:: Task goal ::
Make an exact copy of all the records.
──────────────────────────────
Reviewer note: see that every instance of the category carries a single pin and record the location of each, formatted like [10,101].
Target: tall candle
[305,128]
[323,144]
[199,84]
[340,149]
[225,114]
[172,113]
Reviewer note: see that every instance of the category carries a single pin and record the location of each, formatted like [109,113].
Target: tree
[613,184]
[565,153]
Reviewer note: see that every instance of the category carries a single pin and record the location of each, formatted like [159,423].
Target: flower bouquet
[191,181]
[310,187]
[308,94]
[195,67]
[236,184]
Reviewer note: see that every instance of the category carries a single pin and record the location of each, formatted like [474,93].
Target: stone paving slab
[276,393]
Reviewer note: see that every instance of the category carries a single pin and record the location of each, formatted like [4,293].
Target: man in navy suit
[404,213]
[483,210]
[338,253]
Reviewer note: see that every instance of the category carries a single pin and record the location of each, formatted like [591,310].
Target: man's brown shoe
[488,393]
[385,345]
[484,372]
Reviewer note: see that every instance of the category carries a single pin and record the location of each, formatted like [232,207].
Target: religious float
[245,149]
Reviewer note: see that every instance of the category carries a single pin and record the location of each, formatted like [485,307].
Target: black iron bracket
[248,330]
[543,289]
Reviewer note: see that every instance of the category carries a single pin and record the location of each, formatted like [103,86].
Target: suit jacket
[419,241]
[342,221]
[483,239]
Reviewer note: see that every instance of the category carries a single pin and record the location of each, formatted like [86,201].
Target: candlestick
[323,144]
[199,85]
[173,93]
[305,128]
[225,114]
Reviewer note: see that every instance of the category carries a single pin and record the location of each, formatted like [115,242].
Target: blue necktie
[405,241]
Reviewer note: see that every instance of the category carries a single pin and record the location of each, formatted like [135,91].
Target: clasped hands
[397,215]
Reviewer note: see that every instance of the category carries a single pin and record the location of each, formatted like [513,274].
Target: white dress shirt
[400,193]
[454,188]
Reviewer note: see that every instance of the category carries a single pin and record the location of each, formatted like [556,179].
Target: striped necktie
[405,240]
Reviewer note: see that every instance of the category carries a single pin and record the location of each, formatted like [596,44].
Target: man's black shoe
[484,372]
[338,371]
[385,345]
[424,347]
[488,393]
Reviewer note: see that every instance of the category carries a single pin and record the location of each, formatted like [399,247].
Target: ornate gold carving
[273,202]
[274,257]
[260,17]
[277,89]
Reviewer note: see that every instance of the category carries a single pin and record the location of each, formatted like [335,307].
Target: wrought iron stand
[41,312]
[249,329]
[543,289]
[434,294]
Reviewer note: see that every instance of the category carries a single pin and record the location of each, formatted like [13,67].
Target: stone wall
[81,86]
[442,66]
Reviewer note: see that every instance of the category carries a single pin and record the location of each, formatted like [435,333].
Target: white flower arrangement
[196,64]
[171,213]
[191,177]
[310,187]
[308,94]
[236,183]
──────────────────────────────
:: The solution ::
Reviewer note: see that every instance of the category carries a single pin and record the location of each, formatted like [10,101].
Target: tall candle
[305,128]
[323,144]
[199,84]
[340,149]
[225,114]
[172,113]
Reviewer note: see that every instance of the category carries a single pin and record the location of each, formatted like [109,113].
Target: tree
[613,184]
[565,153]
Reviewer note: see that every instance of the category carries a single pin and record the location of each, formatted like [159,423].
Target: flower bouquet
[191,181]
[310,187]
[308,94]
[195,67]
[236,184]
Reviewer note: see that every instance of the category carries a single pin and record the location of each, formatted like [474,93].
Target: stone paving slab
[276,393]
Reviewer note: see that every instance of the category carries a single pin and record the location of each, formatted like [4,293].
Target: man in navy suit
[404,213]
[483,210]
[338,253]
Reviewer note: see that every instance of the category carries a single pin and record the location of each, formatted like [591,310].
Target: man's brown shoe
[488,393]
[385,345]
[484,372]
Reviewer note: see that every instance of the category carries a single pin and record the location of each, formatted like [232,207].
Target: religious float
[245,149]
Reviewer note: see that every instance of the category carries a single pin and record the location of each, formatted like [485,307].
Target: black iron bracket
[248,330]
[543,289]
Reviewer note: see that every instance of the category carries a single pin and record the location of each, formatted like [103,86].
Target: suit jacket
[419,241]
[342,221]
[483,239]
Reviewer note: see that every instance of the category carries a single pin and record the location of each, formatted like [86,201].
Target: candlestick
[323,144]
[199,85]
[173,93]
[305,128]
[225,114]
Reviewer note: see that every instance of the category carries a single pin and record the location of each, formatted like [115,242].
Target: blue necktie
[405,241]
Reviewer note: see that every instance of the category carries a single pin and record the location of each, formatted like [135,91].
Target: clasped hands
[397,215]
Reviewer note: see that every instance of the category carries a single pin and record the location of each, formatted like [513,274].
Target: white dress shirt
[400,193]
[454,188]
Reviewer note: see that every instance of the category carries a single pin and record the location of each, formatted like [556,179].
Target: striped necktie
[405,240]
Reviewer note: see that every instance of the category carries a single pin and record the location of each, formatted like [596,44].
Target: man's black shoe
[484,372]
[338,371]
[385,345]
[424,347]
[488,393]
Reviewer note: see that every instance of the category carries a single pin and record the location of each, formatted like [399,247].
Target: ornate gold carving
[273,202]
[274,257]
[260,17]
[277,89]
Reviewer note: see that every instance of the category carries a single pin and record the location of each, formatted like [335,307].
Target: wrought iron stand
[41,312]
[249,329]
[543,289]
[434,294]
Reviewer note: see that every instance of the category carries a single pin and record the location of each, formatted like [13,67].
Target: stone wall
[81,86]
[442,66]
Reviewer note: see that every instance of the category carries a single pin and record the location of each, formatted like [435,333].
Target: white flower arrangement
[196,64]
[171,213]
[191,177]
[310,187]
[308,94]
[236,183]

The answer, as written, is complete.